---------- Source data ----------

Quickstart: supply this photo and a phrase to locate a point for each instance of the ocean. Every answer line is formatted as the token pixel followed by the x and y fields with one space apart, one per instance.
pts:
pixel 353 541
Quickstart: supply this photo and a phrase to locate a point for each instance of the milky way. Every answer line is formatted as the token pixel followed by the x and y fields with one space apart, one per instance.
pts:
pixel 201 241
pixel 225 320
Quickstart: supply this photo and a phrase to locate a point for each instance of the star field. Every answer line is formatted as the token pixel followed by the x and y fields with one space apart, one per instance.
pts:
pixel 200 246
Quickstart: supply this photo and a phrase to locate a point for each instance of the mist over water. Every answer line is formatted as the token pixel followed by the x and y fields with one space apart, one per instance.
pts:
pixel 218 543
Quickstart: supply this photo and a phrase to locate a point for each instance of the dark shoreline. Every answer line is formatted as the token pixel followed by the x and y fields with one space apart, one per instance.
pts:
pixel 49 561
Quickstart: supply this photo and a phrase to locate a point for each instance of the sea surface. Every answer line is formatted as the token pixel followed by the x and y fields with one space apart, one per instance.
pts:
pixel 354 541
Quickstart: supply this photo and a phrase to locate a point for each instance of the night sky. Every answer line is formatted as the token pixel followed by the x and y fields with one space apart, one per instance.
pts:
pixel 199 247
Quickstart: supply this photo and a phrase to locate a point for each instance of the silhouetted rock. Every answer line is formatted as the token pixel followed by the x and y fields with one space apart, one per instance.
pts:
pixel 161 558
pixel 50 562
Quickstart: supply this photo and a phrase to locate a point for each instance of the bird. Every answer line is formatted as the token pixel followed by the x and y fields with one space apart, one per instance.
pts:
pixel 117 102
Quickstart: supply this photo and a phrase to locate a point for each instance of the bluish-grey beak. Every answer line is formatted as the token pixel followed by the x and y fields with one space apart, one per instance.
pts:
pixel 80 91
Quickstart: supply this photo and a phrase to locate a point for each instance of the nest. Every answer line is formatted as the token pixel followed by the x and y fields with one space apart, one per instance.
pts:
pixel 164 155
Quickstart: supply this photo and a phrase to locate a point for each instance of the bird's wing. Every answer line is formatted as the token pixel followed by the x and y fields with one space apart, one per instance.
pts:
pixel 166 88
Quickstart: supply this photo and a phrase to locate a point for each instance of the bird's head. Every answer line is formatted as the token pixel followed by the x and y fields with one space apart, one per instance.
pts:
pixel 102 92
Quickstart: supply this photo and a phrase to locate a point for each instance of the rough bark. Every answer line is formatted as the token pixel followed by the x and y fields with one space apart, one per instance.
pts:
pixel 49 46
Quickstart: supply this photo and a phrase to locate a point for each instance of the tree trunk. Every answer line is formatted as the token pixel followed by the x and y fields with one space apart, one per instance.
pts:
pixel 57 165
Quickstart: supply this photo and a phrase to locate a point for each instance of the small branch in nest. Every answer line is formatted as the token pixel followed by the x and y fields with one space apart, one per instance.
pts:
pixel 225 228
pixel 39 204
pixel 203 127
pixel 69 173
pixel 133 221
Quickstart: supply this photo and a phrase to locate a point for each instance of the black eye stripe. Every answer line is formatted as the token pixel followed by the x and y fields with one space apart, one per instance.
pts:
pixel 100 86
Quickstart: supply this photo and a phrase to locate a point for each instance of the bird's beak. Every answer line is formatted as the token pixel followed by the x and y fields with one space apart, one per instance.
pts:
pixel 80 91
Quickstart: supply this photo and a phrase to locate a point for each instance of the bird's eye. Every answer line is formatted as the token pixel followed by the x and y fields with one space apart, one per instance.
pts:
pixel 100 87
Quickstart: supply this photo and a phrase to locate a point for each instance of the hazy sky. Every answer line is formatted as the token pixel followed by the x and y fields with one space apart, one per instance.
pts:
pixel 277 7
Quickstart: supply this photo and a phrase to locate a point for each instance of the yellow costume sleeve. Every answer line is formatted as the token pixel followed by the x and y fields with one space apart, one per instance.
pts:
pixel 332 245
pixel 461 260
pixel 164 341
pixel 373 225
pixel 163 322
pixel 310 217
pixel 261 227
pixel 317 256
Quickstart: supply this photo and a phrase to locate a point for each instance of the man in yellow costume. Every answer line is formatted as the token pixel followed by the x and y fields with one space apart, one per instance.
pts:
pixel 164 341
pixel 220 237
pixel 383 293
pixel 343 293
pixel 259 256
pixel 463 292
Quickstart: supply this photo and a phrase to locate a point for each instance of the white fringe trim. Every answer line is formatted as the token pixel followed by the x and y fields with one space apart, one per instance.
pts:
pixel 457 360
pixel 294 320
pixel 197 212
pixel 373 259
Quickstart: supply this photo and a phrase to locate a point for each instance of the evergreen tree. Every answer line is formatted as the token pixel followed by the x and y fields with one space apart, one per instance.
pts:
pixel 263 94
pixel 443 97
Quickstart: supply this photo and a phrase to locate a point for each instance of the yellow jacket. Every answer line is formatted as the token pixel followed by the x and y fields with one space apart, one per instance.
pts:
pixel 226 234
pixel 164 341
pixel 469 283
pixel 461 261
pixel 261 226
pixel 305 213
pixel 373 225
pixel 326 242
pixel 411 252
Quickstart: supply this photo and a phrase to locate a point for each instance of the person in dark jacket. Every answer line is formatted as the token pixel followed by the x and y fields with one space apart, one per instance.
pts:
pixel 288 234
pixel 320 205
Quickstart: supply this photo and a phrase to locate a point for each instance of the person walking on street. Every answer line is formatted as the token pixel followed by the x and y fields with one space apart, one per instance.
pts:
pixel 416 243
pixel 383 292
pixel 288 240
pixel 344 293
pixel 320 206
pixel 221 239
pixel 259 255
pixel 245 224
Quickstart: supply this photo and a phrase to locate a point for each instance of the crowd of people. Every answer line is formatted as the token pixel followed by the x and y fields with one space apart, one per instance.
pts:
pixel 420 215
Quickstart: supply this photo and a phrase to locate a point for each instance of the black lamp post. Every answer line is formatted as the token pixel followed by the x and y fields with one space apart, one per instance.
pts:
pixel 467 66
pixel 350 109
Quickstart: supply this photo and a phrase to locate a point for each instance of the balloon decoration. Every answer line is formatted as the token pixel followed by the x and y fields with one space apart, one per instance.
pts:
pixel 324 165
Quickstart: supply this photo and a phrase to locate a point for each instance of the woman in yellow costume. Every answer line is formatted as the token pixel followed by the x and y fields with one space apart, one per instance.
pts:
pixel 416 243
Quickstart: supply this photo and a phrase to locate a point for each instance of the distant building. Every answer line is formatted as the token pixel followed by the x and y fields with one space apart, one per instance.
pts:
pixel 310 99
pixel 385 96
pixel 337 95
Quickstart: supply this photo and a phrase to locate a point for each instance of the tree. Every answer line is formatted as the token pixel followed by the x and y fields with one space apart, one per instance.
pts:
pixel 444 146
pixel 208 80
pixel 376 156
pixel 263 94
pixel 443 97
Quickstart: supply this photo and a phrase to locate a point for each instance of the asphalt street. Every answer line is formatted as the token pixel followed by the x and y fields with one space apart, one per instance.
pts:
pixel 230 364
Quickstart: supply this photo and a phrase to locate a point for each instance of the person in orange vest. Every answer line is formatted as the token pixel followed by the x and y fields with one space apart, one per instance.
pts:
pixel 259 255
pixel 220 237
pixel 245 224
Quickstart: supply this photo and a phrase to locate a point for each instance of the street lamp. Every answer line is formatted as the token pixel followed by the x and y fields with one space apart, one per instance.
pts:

----------

◆ Problem description ◆
Rename "pts" to "points" at every occurrence in the data above, and reproduce all of the data with nothing else altered.

◆ Solution to this task ◆
Quickstart: supply this photo and a phrase to locate a point for each instance of the ocean. Every answer line is formatted as the token pixel followed by the x and y fields with one space apart, one per instance.
points:
pixel 353 541
Quickstart: supply this photo and a phrase to locate a point for each instance of the milky way. Every answer line is formatted as the token pixel followed by the x and y fields with one space apart, one per instance.
points:
pixel 201 241
pixel 225 320
Quickstart: supply this photo and a phrase to locate a point for each instance of the star field. Every answer line is formatted as the token pixel followed by the x and y fields with one space apart, one per instance.
points:
pixel 200 246
Quickstart: supply this photo and a phrase to locate a point for each instance of the mist over water. Every answer line is formatted as the token pixel followed by the x and y fields with one space apart, one per instance.
points:
pixel 218 543
Quickstart: supply this photo and a phrase to locate a point for each instance of the dark shoreline. Every answer line is formatted as the token pixel followed by the x and y fields with one space apart, one per instance.
points:
pixel 49 561
Quickstart: supply this photo and a phrase to locate a point for each instance of the sea surface. Every answer line is formatted as the token pixel followed by the x and y fields with one space apart, one per instance.
points:
pixel 354 541
Quickstart: supply this photo and a phrase to locate a point for each instance of the night sky. Every answer line is formatted as the token pixel followed by the x and y fields with one space apart, one per instance.
points:
pixel 199 247
Quickstart: supply this photo and a phrase to locate a point for each instance of the silhouetted rock. Every answer line is formatted as the token pixel followed by the x and y fields with one space apart, one per instance.
points:
pixel 161 558
pixel 50 562
Quickstart: supply this photo and a phrase to locate a point for each instance of the bird. Every answer line is formatted as the token pixel followed by the x and y fields with one space apart, one per instance.
points:
pixel 117 102
Quickstart: supply this photo and a phrase to locate a point for each instance of the bluish-grey beak. Every answer line is formatted as the token pixel followed by the x and y fields with one space apart, one per instance.
points:
pixel 80 91
Quickstart: supply this photo and a phrase to locate a point for each instance of the nest. Every answer line is formatted as the token pixel followed by the x and y fields with one space apart, one per instance.
points:
pixel 164 155
Quickstart: supply this photo and a phrase to locate a point for each instance of the bird's wing. Every answer line is formatted as the token pixel followed by the x and y fields with one space apart, one per instance.
points:
pixel 166 88
Quickstart: supply this photo and a phrase to locate a point for each instance of the bird's head. Every answer line is formatted as the token pixel followed by the x and y fields with one space apart, one per instance.
points:
pixel 102 92
Quickstart: supply this photo and a phrase to locate a point for each instance of the rough bark. Every answer line is formatted as the token pixel followed by the x and y fields with one space apart, one per instance.
points:
pixel 49 46
Quickstart: supply this photo and a phrase to locate a point for each instance of the tree trunk. Every answer line is formatted as the token pixel followed by the x and y fields with one space apart, one per instance.
points:
pixel 57 165
Quickstart: supply this photo and a phrase to locate a point for each instance of the small branch in nest. Every answer line is formatted as the token pixel followed by the x and y fields with one space apart, one per instance.
points:
pixel 225 228
pixel 39 204
pixel 203 127
pixel 69 173
pixel 133 221
Quickstart: supply this photo and a phrase to locate a point for each instance of the black eye stripe. Every answer line is formatted as the token pixel followed by the x and y fields with one space apart, one per instance.
points:
pixel 100 86
Quickstart: supply this photo and a phrase to locate a point for each instance of the bird's beak. Every answer line is formatted as the token pixel followed by the x and y fields with one space apart, one per instance.
points:
pixel 80 91
Quickstart: supply this photo and a phrase to locate a point for each instance of the bird's eye. Every answer line is formatted as the token pixel followed by the x and y fields with one space apart, one per instance.
points:
pixel 100 87
Quickstart: supply this photo and a phrase to locate a point for each instance of the hazy sky. Every answer line is formatted as the token pixel followed by the x and y fields with one space apart, one per instance.
points:
pixel 277 7
Quickstart: supply this photo and a phrase to locate a point for each instance of the yellow costume sleeve. Every answer line is formatted as the token pixel followed by the x and y fields with one space apart, one per instance.
points:
pixel 332 245
pixel 461 260
pixel 164 341
pixel 373 225
pixel 163 322
pixel 310 217
pixel 261 227
pixel 317 256
Quickstart: supply this photo and a phrase to locate a point for each instance of the man in yellow costume. Every answer line is formatted as the token pixel followed by the x and y fields with one space apart, one per instance.
points:
pixel 164 341
pixel 220 237
pixel 383 293
pixel 343 293
pixel 259 256
pixel 463 292
Quickstart: supply this photo and a phrase to locate a point for each instance of the white fringe trim. Every answer line is formatted as the token pixel followed by the x and y fields with one space apart, one per instance.
points:
pixel 457 360
pixel 294 320
pixel 197 212
pixel 373 259
Quickstart: supply this photo and a phrase to locate a point for each instance of the evergreen tree. Every answer line is formatted as the token pixel followed by the x and y fields with one space apart, one per instance.
points:
pixel 263 94
pixel 443 97
Quickstart: supply this photo and a phrase to locate a point for each instance of the yellow jacket. Every answer line is formatted as the token pixel followed by the x and y fields with one space apart, one per instance.
points:
pixel 226 234
pixel 164 341
pixel 469 283
pixel 461 261
pixel 261 226
pixel 305 213
pixel 373 225
pixel 326 242
pixel 411 252
Quickstart: supply this photo and a phrase to locate a point for each instance of the person in dark jacket. Every answer line is formatted as the token pixel followed by the x and y fields with one space apart, one per instance.
points:
pixel 288 234
pixel 320 205
Quickstart: supply this photo and a phrase to locate a point for each instance of the person walking on street. Every answer line is formatted as the token pixel followed by the x and y fields with one space apart, one per instance.
points:
pixel 416 243
pixel 383 292
pixel 288 240
pixel 344 293
pixel 320 206
pixel 221 239
pixel 259 255
pixel 245 224
Quickstart: supply this photo and a phrase to locate a point for each instance of the crowd of people. Every answer line is formatted as the token pixel followed by the x and y fields with one space apart, one per instance.
points:
pixel 420 215
Quickstart: supply this photo and a phrase to locate a point for each instance of the black lamp post. Every answer line is formatted as the token pixel followed by the x and y fields with one space apart, one per instance.
points:
pixel 467 66
pixel 350 109
Quickstart: supply this photo and a phrase to locate a point for each instance of the balloon decoration. Every answer line is formatted as the token pixel followed by the x and y fields with one space apart, one per instance.
points:
pixel 324 165
Quickstart: supply this photo and a phrase to locate a point for each instance of the woman in yellow costume. Every answer line is formatted as the token pixel followed by the x and y fields with one space apart, one per instance.
points:
pixel 416 243
Quickstart: supply this photo and a phrase to locate a point for each instance of the distant building. Every answer line is formatted as the token pixel followed by the x and y fields with one space apart, one per instance.
points:
pixel 310 99
pixel 385 96
pixel 337 95
Quickstart: supply this photo and a phrase to locate a point for each instance of the tree. Every answer line is formatted as the token pixel followed by the x and y fields with one space apart, one per instance.
points:
pixel 444 146
pixel 208 80
pixel 376 156
pixel 263 94
pixel 443 97
Quickstart: supply this photo and a phrase to locate a point for each instance of the asphalt street. Every answer line is formatted as the token pixel followed by the x and y fields with one space apart, one per instance.
points:
pixel 230 364
Quickstart: supply this photo and a phrase to locate a point for each instance of the person in orange vest. Every answer line is formatted as the token pixel followed by the x and y fields with one space apart, one per instance.
points:
pixel 259 255
pixel 220 237
pixel 245 224
Quickstart: supply this photo and a phrase to locate a point for each instance of the street lamp. Every answer line is formatted as the token pixel followed by the x and y fields with one space apart, one per instance.
points:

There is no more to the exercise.